◆ **TEXT FOR ANALYSIS**:
------------

Intestinal metaplasia in the intra- and extrahepatic biliary tract has been reported to be associated with cholangiocarcinoma and gallbladder cancer in humans, 1-5 and with biliary-tract adenocarcinoma induced in experimental rat 6-8 and hamster 9 models of cholangiocarcinogenesis. Intestinal metaplasia has also been detected in the livers of patients with hepatolithiasis 10 or with choledochal cysts, 11 two conditions that are of increased risk for human cholangiocarcinoma development. It also has been found to be a common option of hepatic oval stem-like cells in relation to cholangiofibrosis induced in the liver of rats exposed to the carcinogen 2-acetylaminofluorene. 12 In addition, Hughes et al 13 presented preliminary data demonstrating an intestinal antigen termed 17NM that is expressed in 44% of analyzed cases of cholangiocarcinoma in the livers of Thai patients from a region where infection with the liver fluke Opisthorchis viverrini, a causative agent for human cholangiocarcinoma, is endemic. In human gallbladder cancer, intestinal metaplasia has also been reported to be associated with a more aggressive phenotype. 14,15 However, until now there have been no studies aimed at identifying possible genetic factors that may be regulating aberrant differentiation along the intestinal lineage in liver in association with human or experimental animal cholangiocarcinogenesis.
CDX1 is a caudal-related homeodomain intestine-specific transcription factor, whose gene was first identified in normal embryonic and adult mouse intestine. 16 More recently, this 37-kd protein transcription factor was selectively localized by immunohistochemistry to mucosal epithelial nuclei of both normal adult mouse and human small intestine and colon. 17 CDX1 has been hypothesized to play a regulatory role in intestinal differentiation during development, as well as in possibly contributing to maintaining the differentiated phenotype of the intestinal epithelial cell. 17,18 That CDX1 may also be functioning as a candidate transcription factor in the development of intestinal metaplasia in the human stomach and esophagus is further suggested by the immunohistochemical findings of Silberg et al, 17 who detected strong nuclear immunoreactivity for CDX1 in areas of Barrett’s esophagus with intestinal metaplasia, as well as in epithelial cells in intestinal metaplasia of human gastric mucosa. These investigators further noted variability in expression of CDX1 in human gastric and esophageal adenocarcinomas, leading them to postulate more than one cellular pathway in the development of these carcinomas.

------------

◆ **Items from a dataset**:
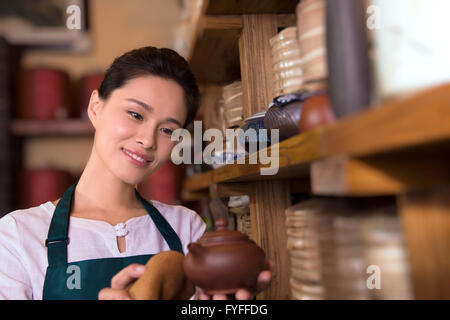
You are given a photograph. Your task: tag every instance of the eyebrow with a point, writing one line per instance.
(150, 109)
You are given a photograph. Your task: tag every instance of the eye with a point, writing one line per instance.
(135, 115)
(166, 131)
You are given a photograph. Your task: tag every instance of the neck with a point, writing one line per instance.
(99, 190)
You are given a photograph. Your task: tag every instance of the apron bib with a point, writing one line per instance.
(82, 280)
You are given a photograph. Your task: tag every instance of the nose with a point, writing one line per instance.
(147, 138)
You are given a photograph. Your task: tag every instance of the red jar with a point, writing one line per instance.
(40, 186)
(43, 94)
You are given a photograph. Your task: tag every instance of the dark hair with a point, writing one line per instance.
(161, 62)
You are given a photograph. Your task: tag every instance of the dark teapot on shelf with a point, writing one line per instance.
(224, 261)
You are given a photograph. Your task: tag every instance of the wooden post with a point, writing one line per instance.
(271, 198)
(426, 223)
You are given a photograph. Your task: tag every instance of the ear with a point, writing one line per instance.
(94, 108)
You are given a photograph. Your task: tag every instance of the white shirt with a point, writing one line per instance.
(23, 254)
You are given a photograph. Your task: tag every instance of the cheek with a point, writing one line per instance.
(118, 128)
(165, 147)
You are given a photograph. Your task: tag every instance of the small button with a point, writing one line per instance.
(121, 230)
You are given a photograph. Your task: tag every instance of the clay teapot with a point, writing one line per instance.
(316, 112)
(223, 261)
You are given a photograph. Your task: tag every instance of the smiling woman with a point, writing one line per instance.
(102, 227)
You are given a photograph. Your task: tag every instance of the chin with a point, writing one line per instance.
(134, 179)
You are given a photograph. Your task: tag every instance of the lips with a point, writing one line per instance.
(137, 158)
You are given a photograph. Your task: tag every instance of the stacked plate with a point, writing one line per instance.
(243, 222)
(384, 248)
(286, 60)
(334, 246)
(233, 105)
(311, 21)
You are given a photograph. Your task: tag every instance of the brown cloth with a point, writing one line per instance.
(163, 279)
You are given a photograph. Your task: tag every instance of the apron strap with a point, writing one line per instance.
(58, 239)
(163, 226)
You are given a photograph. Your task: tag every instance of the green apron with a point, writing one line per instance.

------------

◆ **WORK TASK**:
Carry on the text on intestinal metaplasia and CDX1 in biliary-tract cancer from the point where it stops.

◆ **OUTPUT**:
Based on these findings in human stomach and esophagus, we used immunohistochemistry, Western blotting, and the same anti-CDX1 antibody described by Silberg et al, 17 to investigate whether CDX1 may also be selectively expressed in intestinal metaplasia associated with putative precancerous cholangiofibrotic tissue preferentially induced in the right/caudate liver lobes of rats during the early stages of furan cholangiocarcinogenesis. 19,20 We further determined whether CDX1 expression may also be significantly associated with a primary intestinal type of cholangiocarcinoma also formed in the right/caudate liver lobes of rats after long-term furan treatment. 7,8 In addition, we assessed the stability of CDX1 expression in the neoplastic glandular epithelium of a transplantable cholangiocarcinoma originated from a furan-induced tumor, 7,21,22 as a function of increasing serial passages in vivo.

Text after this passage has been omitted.